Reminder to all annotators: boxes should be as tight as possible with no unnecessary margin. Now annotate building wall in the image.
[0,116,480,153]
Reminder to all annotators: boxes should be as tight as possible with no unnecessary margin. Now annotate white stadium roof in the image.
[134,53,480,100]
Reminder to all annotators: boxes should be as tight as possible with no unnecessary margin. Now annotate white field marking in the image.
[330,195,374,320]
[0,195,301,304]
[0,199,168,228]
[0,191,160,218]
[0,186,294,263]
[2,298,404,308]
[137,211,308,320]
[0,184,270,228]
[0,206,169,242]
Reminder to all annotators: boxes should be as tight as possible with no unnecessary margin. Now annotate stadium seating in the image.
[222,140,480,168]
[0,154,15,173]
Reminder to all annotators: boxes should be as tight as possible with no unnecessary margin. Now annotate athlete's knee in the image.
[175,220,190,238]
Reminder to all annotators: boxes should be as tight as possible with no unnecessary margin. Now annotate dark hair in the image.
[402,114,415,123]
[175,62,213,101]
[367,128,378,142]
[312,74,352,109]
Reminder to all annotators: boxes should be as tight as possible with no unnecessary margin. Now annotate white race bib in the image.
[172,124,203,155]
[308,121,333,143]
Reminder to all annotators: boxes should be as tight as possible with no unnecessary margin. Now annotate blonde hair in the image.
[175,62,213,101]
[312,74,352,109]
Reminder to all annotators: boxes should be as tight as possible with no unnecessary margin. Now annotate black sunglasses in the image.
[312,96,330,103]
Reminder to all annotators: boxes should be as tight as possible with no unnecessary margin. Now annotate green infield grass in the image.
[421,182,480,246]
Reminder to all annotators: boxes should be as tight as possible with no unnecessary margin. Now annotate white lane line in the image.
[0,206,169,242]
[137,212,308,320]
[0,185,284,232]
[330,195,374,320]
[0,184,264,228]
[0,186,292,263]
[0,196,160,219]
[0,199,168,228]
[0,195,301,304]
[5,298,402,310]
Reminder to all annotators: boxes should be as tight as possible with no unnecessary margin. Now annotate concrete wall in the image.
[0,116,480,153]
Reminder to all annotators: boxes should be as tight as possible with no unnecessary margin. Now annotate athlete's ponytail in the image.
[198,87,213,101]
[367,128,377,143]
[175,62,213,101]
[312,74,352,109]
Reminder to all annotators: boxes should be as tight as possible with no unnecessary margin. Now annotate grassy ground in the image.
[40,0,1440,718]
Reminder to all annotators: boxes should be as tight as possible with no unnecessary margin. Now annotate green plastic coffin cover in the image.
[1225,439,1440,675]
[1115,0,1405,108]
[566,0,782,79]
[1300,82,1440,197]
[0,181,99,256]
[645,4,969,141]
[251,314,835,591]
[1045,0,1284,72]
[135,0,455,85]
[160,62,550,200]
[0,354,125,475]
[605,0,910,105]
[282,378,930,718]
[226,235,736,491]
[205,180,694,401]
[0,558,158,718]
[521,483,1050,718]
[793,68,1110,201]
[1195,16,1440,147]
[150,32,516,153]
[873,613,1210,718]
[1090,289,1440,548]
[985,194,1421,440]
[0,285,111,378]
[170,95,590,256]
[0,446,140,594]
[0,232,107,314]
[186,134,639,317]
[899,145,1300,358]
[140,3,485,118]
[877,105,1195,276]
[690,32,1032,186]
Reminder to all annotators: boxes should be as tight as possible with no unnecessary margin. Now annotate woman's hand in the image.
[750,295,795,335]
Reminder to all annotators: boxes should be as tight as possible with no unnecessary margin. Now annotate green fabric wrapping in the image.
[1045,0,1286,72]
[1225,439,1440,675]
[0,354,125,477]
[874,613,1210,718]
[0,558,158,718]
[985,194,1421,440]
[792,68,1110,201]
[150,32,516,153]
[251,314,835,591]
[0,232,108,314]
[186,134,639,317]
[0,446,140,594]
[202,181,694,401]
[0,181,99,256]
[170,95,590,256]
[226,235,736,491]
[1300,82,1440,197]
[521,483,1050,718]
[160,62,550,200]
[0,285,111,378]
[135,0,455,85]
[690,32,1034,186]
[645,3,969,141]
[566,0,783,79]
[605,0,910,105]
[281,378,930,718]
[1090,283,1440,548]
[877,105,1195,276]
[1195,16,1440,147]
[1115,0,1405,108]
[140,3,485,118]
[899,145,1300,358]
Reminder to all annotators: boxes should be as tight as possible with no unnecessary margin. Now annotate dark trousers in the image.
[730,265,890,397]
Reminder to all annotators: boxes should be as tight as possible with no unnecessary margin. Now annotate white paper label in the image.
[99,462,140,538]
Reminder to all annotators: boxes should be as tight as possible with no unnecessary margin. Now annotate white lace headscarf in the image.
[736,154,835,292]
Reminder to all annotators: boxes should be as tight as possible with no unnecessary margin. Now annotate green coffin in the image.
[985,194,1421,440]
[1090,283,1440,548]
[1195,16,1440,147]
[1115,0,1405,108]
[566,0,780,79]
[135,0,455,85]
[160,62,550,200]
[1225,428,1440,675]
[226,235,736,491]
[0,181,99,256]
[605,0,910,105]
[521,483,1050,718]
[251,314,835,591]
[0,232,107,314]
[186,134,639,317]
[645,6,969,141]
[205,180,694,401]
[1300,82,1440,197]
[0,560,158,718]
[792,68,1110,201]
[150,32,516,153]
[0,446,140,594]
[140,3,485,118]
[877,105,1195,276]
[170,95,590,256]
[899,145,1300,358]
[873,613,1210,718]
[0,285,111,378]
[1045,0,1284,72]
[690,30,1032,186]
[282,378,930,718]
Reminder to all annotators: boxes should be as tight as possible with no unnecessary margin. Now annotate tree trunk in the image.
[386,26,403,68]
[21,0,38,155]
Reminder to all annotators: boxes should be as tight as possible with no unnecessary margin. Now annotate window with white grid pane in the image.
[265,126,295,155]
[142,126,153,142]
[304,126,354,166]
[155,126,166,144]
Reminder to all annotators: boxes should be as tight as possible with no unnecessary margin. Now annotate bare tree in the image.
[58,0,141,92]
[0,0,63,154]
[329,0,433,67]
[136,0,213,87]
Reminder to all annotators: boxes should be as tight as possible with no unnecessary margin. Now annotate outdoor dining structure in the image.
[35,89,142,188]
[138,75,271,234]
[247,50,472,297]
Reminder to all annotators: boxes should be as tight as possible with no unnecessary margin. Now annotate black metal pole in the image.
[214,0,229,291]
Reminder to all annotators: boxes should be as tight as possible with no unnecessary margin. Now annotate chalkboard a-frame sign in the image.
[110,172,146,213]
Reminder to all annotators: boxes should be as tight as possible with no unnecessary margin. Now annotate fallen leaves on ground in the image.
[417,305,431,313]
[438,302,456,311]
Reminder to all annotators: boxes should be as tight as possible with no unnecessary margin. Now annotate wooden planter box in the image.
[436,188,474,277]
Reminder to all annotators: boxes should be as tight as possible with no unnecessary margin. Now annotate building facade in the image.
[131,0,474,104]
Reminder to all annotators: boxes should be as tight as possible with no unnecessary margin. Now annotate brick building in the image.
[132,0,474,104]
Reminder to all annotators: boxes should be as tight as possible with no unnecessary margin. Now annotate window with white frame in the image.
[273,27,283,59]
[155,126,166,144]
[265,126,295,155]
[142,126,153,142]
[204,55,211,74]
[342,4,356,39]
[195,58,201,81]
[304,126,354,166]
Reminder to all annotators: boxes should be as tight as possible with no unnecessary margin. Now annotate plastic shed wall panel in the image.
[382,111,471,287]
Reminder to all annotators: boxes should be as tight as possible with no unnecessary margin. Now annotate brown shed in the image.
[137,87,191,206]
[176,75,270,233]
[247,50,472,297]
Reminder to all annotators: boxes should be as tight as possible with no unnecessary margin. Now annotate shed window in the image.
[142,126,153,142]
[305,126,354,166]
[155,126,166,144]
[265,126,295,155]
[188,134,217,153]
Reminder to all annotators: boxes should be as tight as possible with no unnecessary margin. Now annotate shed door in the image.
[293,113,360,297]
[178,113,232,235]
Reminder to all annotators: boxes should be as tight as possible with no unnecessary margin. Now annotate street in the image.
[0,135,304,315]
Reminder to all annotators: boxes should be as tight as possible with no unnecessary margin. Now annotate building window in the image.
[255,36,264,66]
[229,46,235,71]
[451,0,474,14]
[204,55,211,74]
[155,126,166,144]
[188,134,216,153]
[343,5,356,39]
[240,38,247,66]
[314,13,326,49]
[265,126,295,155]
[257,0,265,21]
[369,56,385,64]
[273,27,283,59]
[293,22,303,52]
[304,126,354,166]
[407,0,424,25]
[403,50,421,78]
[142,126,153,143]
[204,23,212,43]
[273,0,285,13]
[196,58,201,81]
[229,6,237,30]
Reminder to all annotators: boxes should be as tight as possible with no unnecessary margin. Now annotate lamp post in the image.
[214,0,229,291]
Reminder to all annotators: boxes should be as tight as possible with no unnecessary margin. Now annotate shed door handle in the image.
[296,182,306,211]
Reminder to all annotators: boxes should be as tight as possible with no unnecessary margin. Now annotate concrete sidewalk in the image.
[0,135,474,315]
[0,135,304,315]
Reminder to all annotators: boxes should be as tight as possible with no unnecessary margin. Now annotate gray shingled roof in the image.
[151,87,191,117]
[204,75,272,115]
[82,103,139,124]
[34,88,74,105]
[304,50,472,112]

-- PROBLEM TO SOLVE --
Reproduce the items word for word, beginning with the very first line and continuing through the line that contains "[421,182,480,246]", both ends included.

-- EXERCISE ANSWER --
Reminder to all annotators: boxes should be as tight as possible with no unnecessary margin. Now annotate building wall in the image.
[0,116,480,153]
Reminder to all annotators: boxes should be as tight as possible with no unnecessary margin. Now annotate white stadium roof in the image.
[134,53,480,100]
Reminder to all annotators: boxes should be as tight as possible with no unnecessary margin. Now annotate white field marking in the image.
[330,195,374,320]
[0,195,301,304]
[0,199,168,228]
[0,191,160,218]
[0,186,294,263]
[2,298,404,308]
[137,211,308,320]
[0,184,270,228]
[0,206,169,242]
Reminder to all annotators: boxes should be as tight as possible with no unnecessary margin. Now annotate stadium seating in the image.
[222,140,480,168]
[0,154,15,173]
Reminder to all annotators: boxes should be as tight as possible with no unnecessary margin. Now annotate athlete's knee in the image.
[175,220,190,238]
Reminder to all annotators: boxes should be as tight as possible with no unnecessary margin. Now annotate dark hair in the image.
[402,114,415,123]
[175,62,213,101]
[367,128,378,142]
[312,74,352,109]
Reminder to all annotators: boxes should be as tight as possible with no unnecessary margin. Now annotate white race bib in the image.
[172,124,203,155]
[308,121,333,143]
Reminder to all annotators: boxes should be as tight as possible with no unnecessary margin. Now annotate blonde hair in the image.
[175,62,213,101]
[312,74,352,109]
Reminder to all annotators: boxes should be as tight as possible with no unnecessary margin. Now annotate black sunglasses in the image.
[312,96,330,103]
Reminder to all annotators: boxes should be as tight as possible with no unnecessary margin. Now annotate green infield grass in the image.
[421,182,480,246]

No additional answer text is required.